● SELECTED PASSAGE:

>>>>

Revised February 25, 2022
February 23, 2022


Thomas Etergino
Via Email

    Re: Offer of Employment by 1stDibs

Dear Tom,
I am pleased to offer you a position at 1stdibs.com, Inc. (the “Company”). We believe that each person here will contribute directly to the growth and success of the Company, and we look forward to having you as a member of our team. In addition to confirming the offer, this letter describes the terms of conditions of your employment.
Title. Your title will be Chief Financial Officer. In this position, you will report to the Chief Executive Officer (“CEO”), and you will perform all duties and responsibilities consistent with this position or as may be assigned to you periodically by the CEO.
Start Date. Your employment will commence on March 28, 2022 (the “Start Date”).
Location. Your primary work location will be your home office in New Canaan, Ct in accordance with the Company’s Flexibility First and remote work policies in effect at the time. You understand that the Company may require that you otherwise report to a Company office as may be necessary to fulfill your responsibilities.

<<<<

● YOUR TASKS:
(a) Check each statement against the offer letter and answer yes or no, quoting the exact words of the letter that decide it: (i) Employment is set to begin on March 28, 2022. (ii) The Chief Financial Officer will report to the board of directors. (iii) The primary work location will be a Company office in New York.
(b) Rework the stretch of the offer letter from "Re: Offer of" through "of your employment.", putting "staff" in place of "team".

● RECORDS PROVIDED:

>>>>

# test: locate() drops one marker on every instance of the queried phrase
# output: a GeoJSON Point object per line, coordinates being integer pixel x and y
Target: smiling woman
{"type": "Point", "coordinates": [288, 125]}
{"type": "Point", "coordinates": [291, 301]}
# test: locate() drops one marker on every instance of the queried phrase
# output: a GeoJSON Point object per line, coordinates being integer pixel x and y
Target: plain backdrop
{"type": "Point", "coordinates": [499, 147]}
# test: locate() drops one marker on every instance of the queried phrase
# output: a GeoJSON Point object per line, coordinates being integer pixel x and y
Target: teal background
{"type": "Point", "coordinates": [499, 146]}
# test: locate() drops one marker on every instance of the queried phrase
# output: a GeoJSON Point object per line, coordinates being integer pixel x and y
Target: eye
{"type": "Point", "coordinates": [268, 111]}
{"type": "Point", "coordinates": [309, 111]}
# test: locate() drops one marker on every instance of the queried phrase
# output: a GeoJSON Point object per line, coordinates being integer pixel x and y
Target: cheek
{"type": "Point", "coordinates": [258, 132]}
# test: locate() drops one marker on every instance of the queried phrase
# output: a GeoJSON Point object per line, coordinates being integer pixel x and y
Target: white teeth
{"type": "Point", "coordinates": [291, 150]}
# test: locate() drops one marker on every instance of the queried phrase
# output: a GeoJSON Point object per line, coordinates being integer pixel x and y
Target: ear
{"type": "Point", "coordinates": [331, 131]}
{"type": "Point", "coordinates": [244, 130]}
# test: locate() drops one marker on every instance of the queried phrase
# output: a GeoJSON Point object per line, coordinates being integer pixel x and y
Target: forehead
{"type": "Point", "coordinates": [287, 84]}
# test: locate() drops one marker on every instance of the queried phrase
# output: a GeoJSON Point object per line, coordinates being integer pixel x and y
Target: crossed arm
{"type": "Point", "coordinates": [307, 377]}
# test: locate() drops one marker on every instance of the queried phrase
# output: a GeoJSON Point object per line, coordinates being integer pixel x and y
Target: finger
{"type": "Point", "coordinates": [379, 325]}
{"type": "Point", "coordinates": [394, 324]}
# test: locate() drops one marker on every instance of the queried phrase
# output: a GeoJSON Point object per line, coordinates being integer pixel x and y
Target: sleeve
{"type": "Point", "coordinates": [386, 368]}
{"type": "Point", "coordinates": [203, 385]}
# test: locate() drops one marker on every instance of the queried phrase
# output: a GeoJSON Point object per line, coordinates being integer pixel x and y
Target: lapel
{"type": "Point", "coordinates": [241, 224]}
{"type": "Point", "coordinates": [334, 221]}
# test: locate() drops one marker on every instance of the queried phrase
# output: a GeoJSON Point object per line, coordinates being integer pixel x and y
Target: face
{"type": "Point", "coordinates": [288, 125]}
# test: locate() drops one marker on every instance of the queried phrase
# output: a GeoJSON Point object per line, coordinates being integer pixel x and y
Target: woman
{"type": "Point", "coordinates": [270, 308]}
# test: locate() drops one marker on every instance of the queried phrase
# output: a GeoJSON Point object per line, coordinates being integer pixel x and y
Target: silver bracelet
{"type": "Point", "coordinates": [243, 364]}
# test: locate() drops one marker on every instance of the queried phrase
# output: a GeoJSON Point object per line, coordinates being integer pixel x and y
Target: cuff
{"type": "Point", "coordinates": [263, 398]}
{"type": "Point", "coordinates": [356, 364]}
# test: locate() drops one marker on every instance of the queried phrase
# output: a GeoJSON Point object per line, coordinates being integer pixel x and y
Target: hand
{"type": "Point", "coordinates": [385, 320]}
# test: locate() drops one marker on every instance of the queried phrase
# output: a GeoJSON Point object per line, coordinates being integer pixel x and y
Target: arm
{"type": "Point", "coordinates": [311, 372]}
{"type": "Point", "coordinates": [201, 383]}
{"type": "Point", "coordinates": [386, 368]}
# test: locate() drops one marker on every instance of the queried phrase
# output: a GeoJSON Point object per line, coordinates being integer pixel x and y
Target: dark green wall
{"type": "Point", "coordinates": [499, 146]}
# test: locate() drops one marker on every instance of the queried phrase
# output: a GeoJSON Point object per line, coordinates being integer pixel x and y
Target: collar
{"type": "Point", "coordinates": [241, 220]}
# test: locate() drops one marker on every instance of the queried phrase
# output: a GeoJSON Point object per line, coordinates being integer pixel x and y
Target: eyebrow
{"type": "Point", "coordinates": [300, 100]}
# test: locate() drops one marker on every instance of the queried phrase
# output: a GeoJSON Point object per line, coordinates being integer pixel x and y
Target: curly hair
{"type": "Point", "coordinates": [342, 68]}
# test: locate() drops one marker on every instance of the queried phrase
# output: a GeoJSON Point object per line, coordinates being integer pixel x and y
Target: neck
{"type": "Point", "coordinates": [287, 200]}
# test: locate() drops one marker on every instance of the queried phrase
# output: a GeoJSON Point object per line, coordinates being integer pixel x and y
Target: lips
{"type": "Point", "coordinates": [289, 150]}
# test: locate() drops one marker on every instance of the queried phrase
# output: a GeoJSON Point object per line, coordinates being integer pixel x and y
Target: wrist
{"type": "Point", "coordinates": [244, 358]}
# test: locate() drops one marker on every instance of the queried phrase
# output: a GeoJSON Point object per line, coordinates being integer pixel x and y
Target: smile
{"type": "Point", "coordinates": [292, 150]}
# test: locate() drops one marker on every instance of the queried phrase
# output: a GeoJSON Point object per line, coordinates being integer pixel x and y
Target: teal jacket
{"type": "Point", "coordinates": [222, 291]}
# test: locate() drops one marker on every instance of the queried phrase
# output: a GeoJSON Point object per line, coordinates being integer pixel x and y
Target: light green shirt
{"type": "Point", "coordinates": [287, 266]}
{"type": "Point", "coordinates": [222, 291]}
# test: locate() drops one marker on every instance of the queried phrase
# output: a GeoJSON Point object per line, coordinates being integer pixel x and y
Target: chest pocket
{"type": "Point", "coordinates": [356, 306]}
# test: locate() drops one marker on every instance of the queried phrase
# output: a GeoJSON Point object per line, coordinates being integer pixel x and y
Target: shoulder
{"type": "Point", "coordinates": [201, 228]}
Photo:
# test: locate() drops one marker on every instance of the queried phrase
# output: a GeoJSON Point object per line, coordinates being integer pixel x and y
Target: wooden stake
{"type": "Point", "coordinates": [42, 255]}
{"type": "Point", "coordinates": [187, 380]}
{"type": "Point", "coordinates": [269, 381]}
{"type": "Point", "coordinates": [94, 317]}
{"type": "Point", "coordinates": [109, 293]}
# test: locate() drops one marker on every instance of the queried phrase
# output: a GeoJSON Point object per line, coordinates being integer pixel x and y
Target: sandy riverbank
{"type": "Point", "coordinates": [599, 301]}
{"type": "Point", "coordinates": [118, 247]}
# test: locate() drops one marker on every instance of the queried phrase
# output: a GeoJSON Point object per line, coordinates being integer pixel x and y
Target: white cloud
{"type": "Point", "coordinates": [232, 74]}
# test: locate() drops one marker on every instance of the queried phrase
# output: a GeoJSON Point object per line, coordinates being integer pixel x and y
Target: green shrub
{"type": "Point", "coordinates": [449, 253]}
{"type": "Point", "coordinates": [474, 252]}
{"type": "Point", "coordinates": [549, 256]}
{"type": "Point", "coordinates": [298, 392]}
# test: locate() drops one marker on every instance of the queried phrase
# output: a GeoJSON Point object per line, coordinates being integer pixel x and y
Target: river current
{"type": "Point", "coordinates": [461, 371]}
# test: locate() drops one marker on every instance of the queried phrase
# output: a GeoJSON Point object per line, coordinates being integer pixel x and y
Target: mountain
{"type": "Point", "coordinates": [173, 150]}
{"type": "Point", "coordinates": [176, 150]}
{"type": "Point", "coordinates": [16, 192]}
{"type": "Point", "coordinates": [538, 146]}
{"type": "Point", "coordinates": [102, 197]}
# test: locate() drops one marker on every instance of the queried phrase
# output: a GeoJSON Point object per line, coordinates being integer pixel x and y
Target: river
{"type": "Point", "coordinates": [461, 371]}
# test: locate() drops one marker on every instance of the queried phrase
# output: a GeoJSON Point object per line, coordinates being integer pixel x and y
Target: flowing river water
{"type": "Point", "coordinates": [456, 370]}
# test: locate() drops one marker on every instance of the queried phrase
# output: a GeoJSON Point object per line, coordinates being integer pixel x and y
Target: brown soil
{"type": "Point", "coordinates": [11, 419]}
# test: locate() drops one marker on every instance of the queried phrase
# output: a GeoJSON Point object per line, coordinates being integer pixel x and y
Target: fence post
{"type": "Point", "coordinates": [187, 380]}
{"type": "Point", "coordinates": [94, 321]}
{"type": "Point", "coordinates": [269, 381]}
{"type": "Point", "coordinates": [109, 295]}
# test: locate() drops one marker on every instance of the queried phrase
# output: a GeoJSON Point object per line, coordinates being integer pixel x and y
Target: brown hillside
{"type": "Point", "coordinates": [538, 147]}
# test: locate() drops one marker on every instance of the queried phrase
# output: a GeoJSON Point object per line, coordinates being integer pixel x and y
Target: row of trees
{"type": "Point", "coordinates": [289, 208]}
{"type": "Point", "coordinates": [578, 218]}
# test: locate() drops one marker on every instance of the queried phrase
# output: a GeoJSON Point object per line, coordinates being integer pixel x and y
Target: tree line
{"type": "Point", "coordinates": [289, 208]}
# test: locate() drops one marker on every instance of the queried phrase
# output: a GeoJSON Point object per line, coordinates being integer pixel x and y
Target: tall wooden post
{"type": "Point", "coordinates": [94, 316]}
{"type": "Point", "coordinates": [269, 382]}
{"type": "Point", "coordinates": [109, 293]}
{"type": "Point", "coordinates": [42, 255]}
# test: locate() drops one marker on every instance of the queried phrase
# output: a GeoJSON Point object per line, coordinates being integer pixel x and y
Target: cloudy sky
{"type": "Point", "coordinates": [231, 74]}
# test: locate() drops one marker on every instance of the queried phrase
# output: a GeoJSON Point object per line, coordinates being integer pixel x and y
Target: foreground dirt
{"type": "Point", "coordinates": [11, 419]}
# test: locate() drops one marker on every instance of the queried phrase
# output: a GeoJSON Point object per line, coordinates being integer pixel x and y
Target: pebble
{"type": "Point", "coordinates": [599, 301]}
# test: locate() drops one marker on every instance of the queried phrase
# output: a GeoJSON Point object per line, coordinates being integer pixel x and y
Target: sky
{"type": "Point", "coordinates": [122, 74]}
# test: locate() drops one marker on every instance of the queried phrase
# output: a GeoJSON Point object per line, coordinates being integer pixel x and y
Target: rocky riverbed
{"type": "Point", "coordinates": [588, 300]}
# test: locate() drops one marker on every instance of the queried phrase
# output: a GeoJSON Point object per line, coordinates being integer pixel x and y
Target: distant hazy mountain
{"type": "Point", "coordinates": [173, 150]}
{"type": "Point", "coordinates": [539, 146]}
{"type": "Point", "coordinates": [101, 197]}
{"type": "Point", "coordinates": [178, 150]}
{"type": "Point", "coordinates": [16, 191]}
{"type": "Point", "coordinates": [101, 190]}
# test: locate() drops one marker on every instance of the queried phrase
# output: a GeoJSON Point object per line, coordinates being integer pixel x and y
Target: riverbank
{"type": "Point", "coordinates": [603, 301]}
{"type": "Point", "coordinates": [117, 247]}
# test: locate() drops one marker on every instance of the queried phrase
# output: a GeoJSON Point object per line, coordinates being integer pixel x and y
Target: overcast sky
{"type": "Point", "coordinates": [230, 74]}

<<<<

● THE ANSWERS:
(a)
(i) Yes: "Your employment will commence on March 28, 2022 (the “Start Date”)."
(ii) No: "you will report to the Chief Executive Officer (“CEO”)"
(iii) No: "Your primary work location will be your home office in New Canaan, Ct"

(b)
Re: Offer of Employment by 1stDibs

Dear Tom,
I am pleased to offer you a position at 1stdibs.com, Inc. (the “Company”). We believe that each person here will contribute directly to the growth and success of the Company, and we look forward to having you as a member of our staff. In addition to confirming the offer, this letter describes the terms of conditions of your employment.